Passage given
Molloy is joined on attack by freshmen Jack Kniffin and Luke McCaleb, while midfielders Stephen Hudak, Matt Graham, and Michael Panepinto add scoring punch. Freshman Phil Goss has started every game in goal and saved 51.2 percent of the shots opponents put on cage. The Bears love to push the ball under first-year coach Mike Daly, who won three NCAA Division III titles at Tufts. That makes for entertaining lacrosse but could leave the winner of Friday’s semifinal worn down on Sunday.    

Yale (8-5, 5-1 Ivy) is agonizingly close to being one of the best teams in the country. The Elis have one-goal road losses to Maryland and Albany, both top-10 squads. Yale has the NCAA’s seventh-best faceoff unit, which gets the ball to an attack led by junior Ben Reeves, who has 32 goals and 31 assists on the year. Reeves is joined on attack by freshman Matt Gaudet and Jackson Morrill, whose father was an assistant coach at Princeton in 1989 after a great career as an attackman at Johns Hopkins University. A season-ending injury to starting defenseman Camyar Matini against Penn has left Yale young on the defensive end. Even though Yale has been the league’s best team, it is far from a lock this weekend. The Elis dropped their last two games of the year, against Albany and Harvard, and only one of the previous seven hosts of the tournament has emerged victorious (Cornell in 2011). In three of the last four years the host school has lost in the semifinals.

On Friday, Yale will face Penn (7-5, 3-3 Ivy). The Elis won the regular-season contest 14-12, though Penn scored six of its goals in the last eight minutes of the game. Penn coach Mike Murphy used to employ a more deliberate pace of play, and he could try to control the tempo against Yale in an effort to shorten the game and conserve energy for a possible appearance in the final. Sophomore Simon Mathias, last year’s co-Ivy rookie of the year along with Penn goalie Reed Junkin, leads the team in scoring with 26 goals and 19 assists; Junkin has saved exactly half of the shots he’s faced.

Dataset content

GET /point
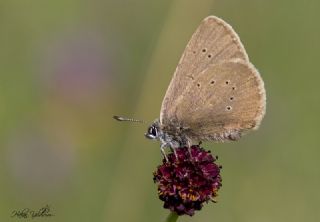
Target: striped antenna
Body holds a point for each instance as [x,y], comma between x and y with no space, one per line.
[120,118]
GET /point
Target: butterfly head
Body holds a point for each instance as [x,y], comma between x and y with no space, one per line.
[153,131]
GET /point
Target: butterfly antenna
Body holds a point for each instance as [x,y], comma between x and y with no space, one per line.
[120,118]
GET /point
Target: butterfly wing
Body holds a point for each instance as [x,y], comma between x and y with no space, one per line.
[221,103]
[214,41]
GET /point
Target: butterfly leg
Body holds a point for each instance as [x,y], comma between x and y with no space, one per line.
[162,147]
[189,147]
[174,151]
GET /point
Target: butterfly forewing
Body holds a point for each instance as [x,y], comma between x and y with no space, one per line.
[215,90]
[213,41]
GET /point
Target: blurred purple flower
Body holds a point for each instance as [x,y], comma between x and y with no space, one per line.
[78,66]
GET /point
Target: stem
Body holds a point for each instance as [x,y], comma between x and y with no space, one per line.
[172,217]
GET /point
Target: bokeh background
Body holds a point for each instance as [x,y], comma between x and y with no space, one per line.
[66,67]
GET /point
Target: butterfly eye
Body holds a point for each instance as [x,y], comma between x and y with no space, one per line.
[152,133]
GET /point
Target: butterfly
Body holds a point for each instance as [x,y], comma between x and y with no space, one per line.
[215,94]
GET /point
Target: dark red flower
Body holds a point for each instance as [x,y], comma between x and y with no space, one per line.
[186,182]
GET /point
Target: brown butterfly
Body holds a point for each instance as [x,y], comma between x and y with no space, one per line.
[215,94]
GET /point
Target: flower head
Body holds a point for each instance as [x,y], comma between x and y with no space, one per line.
[187,180]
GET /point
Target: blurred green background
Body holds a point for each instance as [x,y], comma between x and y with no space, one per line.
[67,66]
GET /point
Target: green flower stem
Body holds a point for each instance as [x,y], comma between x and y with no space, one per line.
[172,217]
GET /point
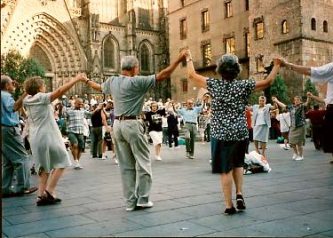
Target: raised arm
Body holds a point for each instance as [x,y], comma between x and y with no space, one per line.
[19,102]
[262,84]
[314,97]
[64,88]
[199,80]
[93,85]
[297,68]
[282,105]
[165,73]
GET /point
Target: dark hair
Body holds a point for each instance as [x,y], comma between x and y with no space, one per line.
[228,66]
[33,84]
[4,80]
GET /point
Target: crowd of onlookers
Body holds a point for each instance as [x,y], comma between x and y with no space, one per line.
[165,124]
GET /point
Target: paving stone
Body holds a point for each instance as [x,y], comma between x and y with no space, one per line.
[45,225]
[178,229]
[295,199]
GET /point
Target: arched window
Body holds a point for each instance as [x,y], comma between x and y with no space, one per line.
[109,54]
[313,24]
[285,28]
[325,26]
[144,58]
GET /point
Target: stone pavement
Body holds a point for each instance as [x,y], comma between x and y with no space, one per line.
[293,200]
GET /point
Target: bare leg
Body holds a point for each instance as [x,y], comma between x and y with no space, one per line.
[57,173]
[237,174]
[75,150]
[294,148]
[43,177]
[300,149]
[226,181]
[263,148]
[158,149]
[256,146]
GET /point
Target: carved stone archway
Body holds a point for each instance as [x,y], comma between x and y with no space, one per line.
[59,47]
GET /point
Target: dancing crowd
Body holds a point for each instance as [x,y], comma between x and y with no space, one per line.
[125,122]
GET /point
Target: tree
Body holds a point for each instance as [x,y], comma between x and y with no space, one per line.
[309,87]
[279,89]
[19,68]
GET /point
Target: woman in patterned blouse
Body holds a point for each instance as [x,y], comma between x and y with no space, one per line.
[228,123]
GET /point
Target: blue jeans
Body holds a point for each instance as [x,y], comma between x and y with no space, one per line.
[135,165]
[14,158]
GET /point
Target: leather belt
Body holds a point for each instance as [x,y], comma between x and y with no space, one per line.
[9,126]
[121,118]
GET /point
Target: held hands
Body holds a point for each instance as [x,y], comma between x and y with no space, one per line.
[309,94]
[277,61]
[274,99]
[81,77]
[182,54]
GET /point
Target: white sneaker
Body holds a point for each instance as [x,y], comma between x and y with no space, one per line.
[77,165]
[298,158]
[104,157]
[148,204]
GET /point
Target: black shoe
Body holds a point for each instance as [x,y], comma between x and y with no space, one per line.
[230,211]
[240,202]
[51,198]
[12,194]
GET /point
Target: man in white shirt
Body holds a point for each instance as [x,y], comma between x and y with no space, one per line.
[322,74]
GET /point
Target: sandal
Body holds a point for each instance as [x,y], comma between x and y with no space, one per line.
[240,202]
[230,211]
[43,201]
[51,198]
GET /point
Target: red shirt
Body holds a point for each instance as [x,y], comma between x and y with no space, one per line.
[316,116]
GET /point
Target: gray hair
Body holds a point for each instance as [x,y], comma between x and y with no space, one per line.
[4,80]
[228,66]
[129,62]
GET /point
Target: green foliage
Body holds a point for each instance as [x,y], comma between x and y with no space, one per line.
[253,99]
[310,87]
[279,90]
[19,68]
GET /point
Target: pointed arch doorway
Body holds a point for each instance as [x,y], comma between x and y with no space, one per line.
[40,56]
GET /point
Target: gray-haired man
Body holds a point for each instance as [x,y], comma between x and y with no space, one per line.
[14,155]
[128,91]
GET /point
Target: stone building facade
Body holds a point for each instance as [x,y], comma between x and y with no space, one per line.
[71,36]
[254,30]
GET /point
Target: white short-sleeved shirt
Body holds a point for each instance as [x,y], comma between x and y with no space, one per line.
[229,99]
[324,74]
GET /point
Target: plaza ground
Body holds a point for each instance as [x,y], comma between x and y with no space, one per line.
[293,200]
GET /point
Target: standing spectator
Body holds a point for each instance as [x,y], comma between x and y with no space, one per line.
[190,116]
[75,129]
[284,119]
[248,115]
[229,130]
[14,155]
[297,125]
[262,123]
[131,144]
[154,119]
[322,74]
[46,141]
[316,117]
[173,131]
[98,120]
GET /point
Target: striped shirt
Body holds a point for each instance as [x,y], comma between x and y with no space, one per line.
[75,120]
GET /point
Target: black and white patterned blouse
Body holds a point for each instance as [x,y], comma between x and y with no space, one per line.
[229,99]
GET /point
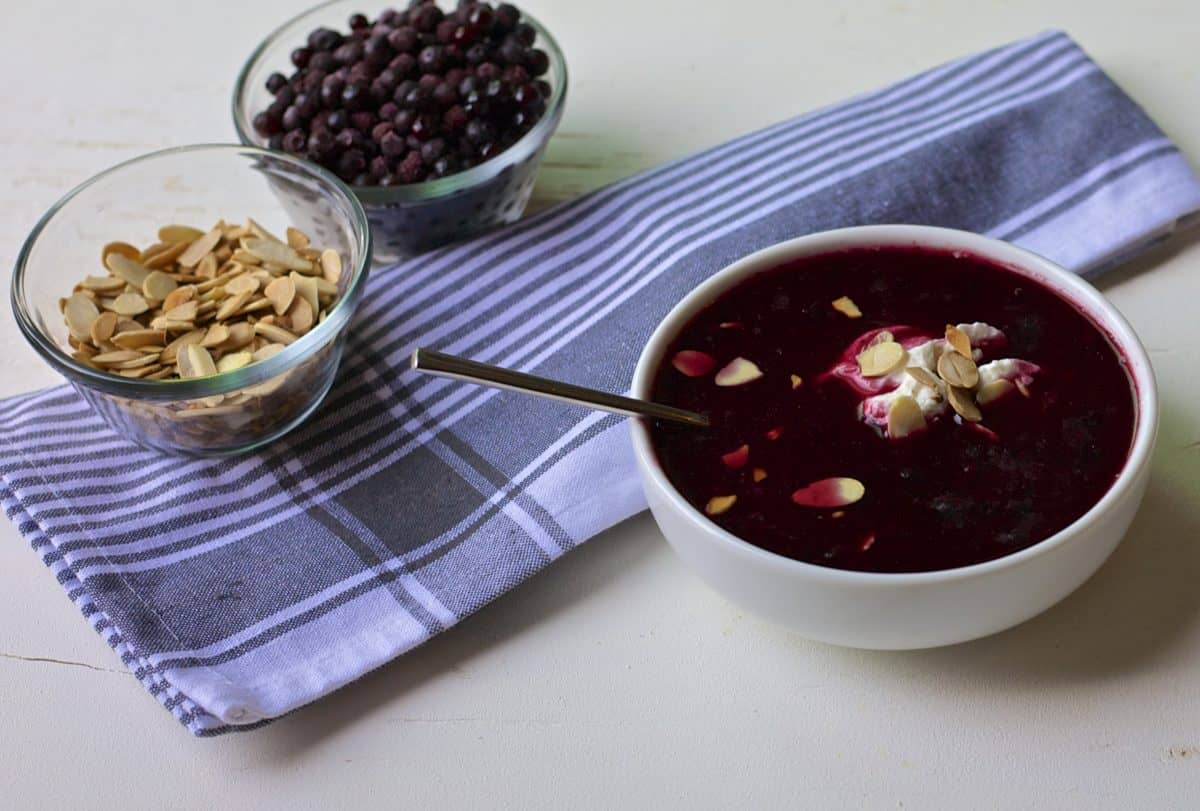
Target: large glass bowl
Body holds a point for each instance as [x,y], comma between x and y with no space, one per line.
[417,217]
[225,413]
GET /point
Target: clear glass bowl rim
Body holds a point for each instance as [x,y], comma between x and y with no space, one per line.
[226,382]
[429,190]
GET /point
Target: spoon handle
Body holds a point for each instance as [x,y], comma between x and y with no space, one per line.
[460,368]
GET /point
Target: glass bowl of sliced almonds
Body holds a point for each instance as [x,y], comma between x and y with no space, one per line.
[197,298]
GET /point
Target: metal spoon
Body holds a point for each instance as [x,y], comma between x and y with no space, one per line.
[485,374]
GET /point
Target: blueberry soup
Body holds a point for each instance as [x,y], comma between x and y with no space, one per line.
[894,409]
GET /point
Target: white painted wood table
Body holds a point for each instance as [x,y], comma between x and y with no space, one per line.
[616,678]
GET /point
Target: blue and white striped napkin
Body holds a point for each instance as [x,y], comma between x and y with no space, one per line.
[240,589]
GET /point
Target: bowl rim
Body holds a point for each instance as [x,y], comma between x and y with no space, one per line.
[223,382]
[523,148]
[1062,282]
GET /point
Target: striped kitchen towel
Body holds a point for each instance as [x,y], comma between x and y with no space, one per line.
[239,589]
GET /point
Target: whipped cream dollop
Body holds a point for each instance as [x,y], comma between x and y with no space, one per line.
[923,350]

Exercises to complete
A. Which midfielders does the lacrosse article name?
B. Copy everything from "On Friday, Yale" down to "shots he’s faced." in the lacrosse article, switching "tempo" to "speed".
Rely on the lacrosse article alone.

Problem solutions
A. Stephen Hudak, Matt Graham, Michael Panepinto

B.
On Friday, Yale will face Penn (7-5, 3-3 Ivy). The Elis won the regular-season contest 14-12, though Penn scored six of its goals in the last eight minutes of the game. Penn coach Mike Murphy used to employ a more deliberate pace of play, and he could try to control the speed against Yale in an effort to shorten the game and conserve energy for a possible appearance in the final. Sophomore Simon Mathias, last year’s co-Ivy rookie of the year along with Penn goalie Reed Junkin, leads the team in scoring with 26 goals and 19 assists; Junkin has saved exactly half of the shots he’s faced.